▶ WRITTEN EXERCISE A:
According to the Sri Lanka stock market report, at what level did the S&P SL20 index close?

▶ DOCUMENT PASSAGE:
--- start ---
ECONOMYNEXT – Sri Lanka’s shares closed lower on Wednesday after four consecutive gains in previous sessions spiraled into selling interest and profit taking, an analyst said.

The main All Share Price Index was down 0.28 percent or 24.39 points to 8,722.06, this is the lowest the index has been since May 02, while the most liquid index S&P SL20 was down 0.40 percent or 9.92 points to 2,468.44.

“The market was gaining in the previous sessions and there is selling and profit taking present today, due to continuously being on green,” an analyst said.

In the previous sessions the market was seeing gains, due to lowered policy rates and low inflation stimulating buying interest and driving the sentiment up, an analyst said.

Sri Lanka’s inflation in the 12-months to May 2023 has eased to 25.2 percent from 35.3 percent a month earlier according to a revised Colombo Consumer Price Index calculated by the state statistics office.

The central bank cut the key policy rates by 250 basis points to spur a faltering economic growth as inflation was decelerating faster than it projected.
--- end ---
Data records:
--- start ---
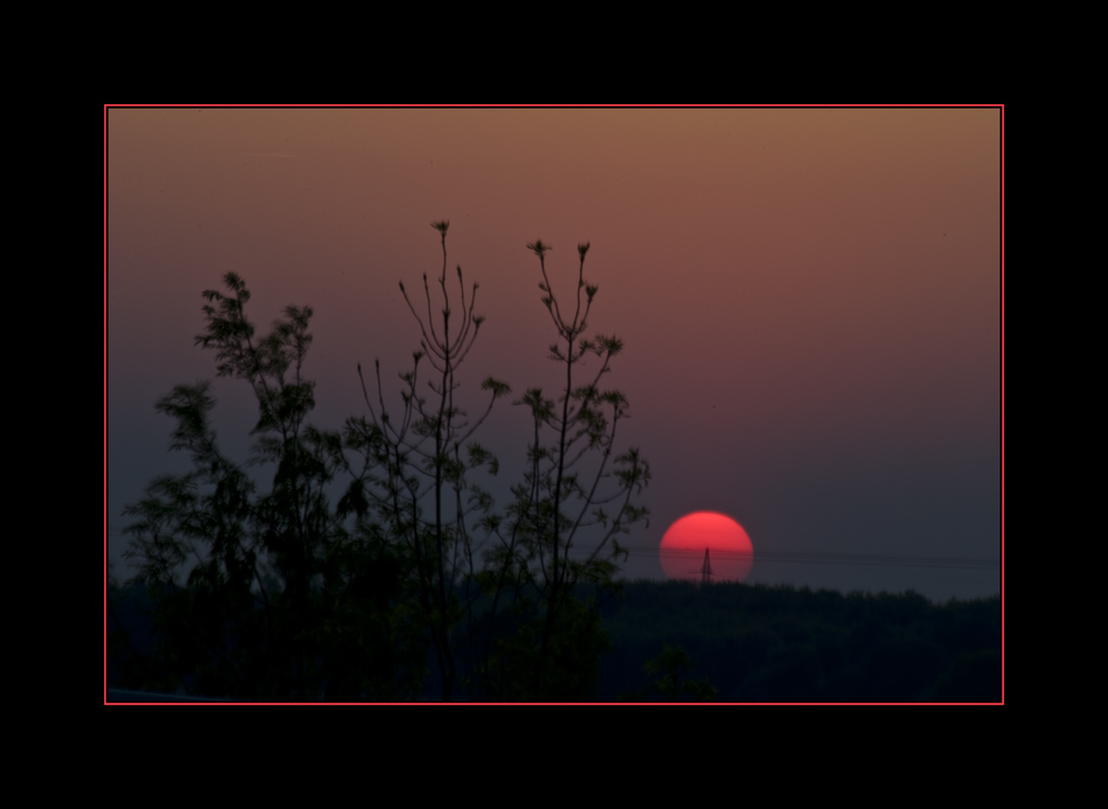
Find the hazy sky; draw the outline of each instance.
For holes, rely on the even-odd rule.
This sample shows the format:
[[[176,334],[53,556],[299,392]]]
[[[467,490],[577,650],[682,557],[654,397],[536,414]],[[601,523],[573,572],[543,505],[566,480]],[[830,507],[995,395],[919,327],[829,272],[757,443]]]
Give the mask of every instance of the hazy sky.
--- end ---
--- start ---
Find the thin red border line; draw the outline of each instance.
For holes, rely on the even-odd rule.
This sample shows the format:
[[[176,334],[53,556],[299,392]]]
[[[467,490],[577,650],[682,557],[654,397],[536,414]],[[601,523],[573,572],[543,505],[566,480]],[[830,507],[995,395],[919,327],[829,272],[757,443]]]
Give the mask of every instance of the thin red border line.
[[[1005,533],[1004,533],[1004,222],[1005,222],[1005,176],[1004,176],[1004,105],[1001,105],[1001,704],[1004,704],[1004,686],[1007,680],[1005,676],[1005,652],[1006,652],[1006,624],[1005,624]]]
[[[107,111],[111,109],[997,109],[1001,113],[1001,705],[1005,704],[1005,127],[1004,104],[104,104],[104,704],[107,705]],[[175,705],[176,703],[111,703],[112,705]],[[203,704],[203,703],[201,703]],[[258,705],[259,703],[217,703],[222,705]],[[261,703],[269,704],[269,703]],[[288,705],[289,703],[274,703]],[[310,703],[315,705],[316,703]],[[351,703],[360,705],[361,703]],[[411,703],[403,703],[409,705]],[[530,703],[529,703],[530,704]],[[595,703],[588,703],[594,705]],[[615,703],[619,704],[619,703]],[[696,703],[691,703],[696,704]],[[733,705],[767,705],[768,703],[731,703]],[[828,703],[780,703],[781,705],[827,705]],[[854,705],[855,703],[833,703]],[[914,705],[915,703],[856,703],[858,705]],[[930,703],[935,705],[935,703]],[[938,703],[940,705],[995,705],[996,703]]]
--- end ---
--- start ---
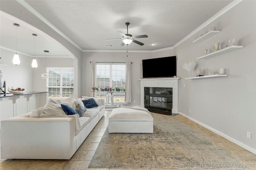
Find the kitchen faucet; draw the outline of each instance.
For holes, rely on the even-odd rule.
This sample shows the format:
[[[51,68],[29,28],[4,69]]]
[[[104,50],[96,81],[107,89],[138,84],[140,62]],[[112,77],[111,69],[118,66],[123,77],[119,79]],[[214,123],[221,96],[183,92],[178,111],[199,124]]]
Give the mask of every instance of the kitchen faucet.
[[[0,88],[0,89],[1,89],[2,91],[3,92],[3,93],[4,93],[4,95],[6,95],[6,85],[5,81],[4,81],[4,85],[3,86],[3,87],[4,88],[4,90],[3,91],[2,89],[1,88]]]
--- end ---
▶ WRITTEN EXERCISE B:
In the data records, rewrite the stretch from the line containing "Find the hazy" through the line containing "Give the mask of every instance of the hazy", swapping "hazy" for "cloudy" and leaving everything else the same. Return only those lines.

▶ FINAL ANSWER A:
2,468.44

▶ FINAL ANSWER B:
Find the cloudy sky; draw the outline of each instance.
For holes, rely on the even-odd rule.
This sample shows the format:
[[[176,334],[53,556],[299,392]]]
[[[467,490],[577,650],[682,557],[654,397],[536,414]],[[601,523],[573,572],[543,505],[566,480]],[[830,507],[995,395],[919,327],[829,272],[757,443]]]
Give the mask of every instance of the cloudy sky.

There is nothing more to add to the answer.